**Fragment tekstu**

Pandemia nie szkodzi europejskiemu rynkowi samochodów z napędem elektrycznym. W 2020 r. sprzedaż e-aut ma się podwoić w porównaniu z rokiem 2019: z 500 tys. do miliona – wynika z opublikowanej w poniedziałek prognozy brukselskiej organizacji Transport & Environment (T&E). W rezultacie udział samochodów elektrycznych (zarówno bateryjnych, jak i hybryd plug-in) w całym rynku nowych aut wzrośnie w tym roku do 10 proc. W roku 2021 nastąpi kolejny duży wzrost – do 15 proc., tj. 1,8 mln sprzedanych samochodów, przy czym założenia dotyczą 27 krajów UE wraz z Wielką Brytanią, Norwegią, Islandią i Liechtensteinem.
Trują coraz mniej
Najnowsza prognoza zakładająca tak znaczący wzrost e-aut w rynku nie jest zaskoczeniem. Sprzedaż tego rodzaju samochodów, mimo gwałtownego wyhamowania przez koronawirusa motoryzacyjnego rynku, rozpędza się od początku tego roku. W drugim kwartale 2020 r. udział e-aut we wszystkich nowych rejestracjach zwiększył się do 7,2 proc. wobec 2,4 proc. rok wcześniej. Jak podała organizacja europejskich producentów pojazdów ACEA, tylko od kwietnia do czerwca sprzedaż pojazdów ładowanych elektrycznie wzrosła w całej UE o połowę, przekraczając 129 tys. sztuk.
T&E przewiduje, że jeszcze przed końcem grudnia udział e-aut w sprzedaży większości producentów wyniesie średnio od 10 do 14 proc. Będzie to efektem przyjętych na lata 2020–2021 unijnych norm emisji CO2. Z wyjściowego poziomu przekraczającego 122 gram CO2 przypadających na przejechany kilometr w 2019 r. emisje CO2 z nowych samochodów spadły do 111 g/km w pierwszej połowie 2020 r. To największy spadek od czasu wprowadzenia norm emisyjnych w 2008 roku. Według analiz T&E unijny cel w zakresie emisji już w pierwszej połowie tego roku osiągnęły Grupa PSA, Volvo, FCA-Tesla oraz BMW. Z kolei bliskie osiągnięcia są Renault, Nissan, Toyota-Mazda i Ford. Natomiast producenci będący dalej w zestawieniu powinni osiągnąć cel redukcji albo poprzez zwiększenie sprzedaży hybryd plug-in, albo dzięki łączeniu się w alianse z innymi firmami.
Sprzedaż samochodów elektrycznych rośnie, bo napędzana jest rządowymi dopłatami dla kupujących. Np. w Niemczech jest to 9 tys. euro, we Francji 7 tys. euro, na Słowacji 8 tys. euro, w Rumunii 10 tys. euro, w Hiszpanii 5,5 tys. euro. W Polsce rejestracje e-aut co prawda także szybko rosną, ale ich udział w sprzedaży w pierwszej połowie 2020 r. był na poziomie zaledwie 1,3 proc., podczas gdy np. w Niemczech wynosił 7,8 proc., we Francji 9,1 proc., w Holandii 12,7 proc.

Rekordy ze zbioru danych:
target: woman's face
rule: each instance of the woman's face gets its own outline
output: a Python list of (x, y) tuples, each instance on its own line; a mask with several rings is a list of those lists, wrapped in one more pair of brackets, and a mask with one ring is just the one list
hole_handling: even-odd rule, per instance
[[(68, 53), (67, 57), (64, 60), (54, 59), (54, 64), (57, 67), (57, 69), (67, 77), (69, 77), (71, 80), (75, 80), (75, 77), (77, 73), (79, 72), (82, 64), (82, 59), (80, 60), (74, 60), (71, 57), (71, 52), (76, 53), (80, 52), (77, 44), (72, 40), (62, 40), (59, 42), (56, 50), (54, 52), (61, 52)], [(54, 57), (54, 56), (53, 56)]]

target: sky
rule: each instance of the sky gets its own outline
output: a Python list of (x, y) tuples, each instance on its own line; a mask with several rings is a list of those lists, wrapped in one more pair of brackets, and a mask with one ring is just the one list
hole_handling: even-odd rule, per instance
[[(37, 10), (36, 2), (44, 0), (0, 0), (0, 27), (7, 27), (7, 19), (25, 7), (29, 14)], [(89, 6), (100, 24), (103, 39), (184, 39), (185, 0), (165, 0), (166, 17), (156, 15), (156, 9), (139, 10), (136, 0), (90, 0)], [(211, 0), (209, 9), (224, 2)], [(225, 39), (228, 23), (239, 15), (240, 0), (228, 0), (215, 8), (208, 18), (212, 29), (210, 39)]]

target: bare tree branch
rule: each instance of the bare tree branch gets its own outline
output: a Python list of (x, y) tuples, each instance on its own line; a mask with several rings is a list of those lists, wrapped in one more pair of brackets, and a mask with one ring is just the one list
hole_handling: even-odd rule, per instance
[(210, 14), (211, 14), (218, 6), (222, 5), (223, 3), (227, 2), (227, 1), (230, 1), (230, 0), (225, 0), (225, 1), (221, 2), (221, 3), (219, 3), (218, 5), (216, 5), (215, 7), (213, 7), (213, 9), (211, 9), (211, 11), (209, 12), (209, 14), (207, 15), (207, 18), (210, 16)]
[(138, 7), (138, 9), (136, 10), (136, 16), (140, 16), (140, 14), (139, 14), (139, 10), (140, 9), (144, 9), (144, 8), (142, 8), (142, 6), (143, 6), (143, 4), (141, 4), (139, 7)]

**Lista zadań**
• A. Wymień producentów, którzy według analiz T&E osiągnęli unijny cel w zakresie emisji już w pierwszej połowie roku, zgodnie z artykułem o rynku e-aut.
• B. Przepisz dosłownie fragment artykułu o rynku e-aut od „Pandemia nie szkodzi” do „Islandią i Liechtensteinem.”.

**Twoje odpowiedzi**
• A. Grupa PSA, Volvo, FCA-Tesla, BMW

• B.
Pandemia nie szkodzi europejskiemu rynkowi samochodów z napędem elektrycznym. W 2020 r. sprzedaż e-aut ma się podwoić w porównaniu z rokiem 2019: z 500 tys. do miliona – wynika z opublikowanej w poniedziałek prognozy brukselskiej organizacji Transport & Environment (T&E). W rezultacie udział samochodów elektrycznych (zarówno bateryjnych, jak i hybryd plug-in) w całym rynku nowych aut wzrośnie w tym roku do 10 proc. W roku 2021 nastąpi kolejny duży wzrost – do 15 proc., tj. 1,8 mln sprzedanych samochodów, przy czym założenia dotyczą 27 krajów UE wraz z Wielką Brytanią, Norwegią, Islandią i Liechtensteinem.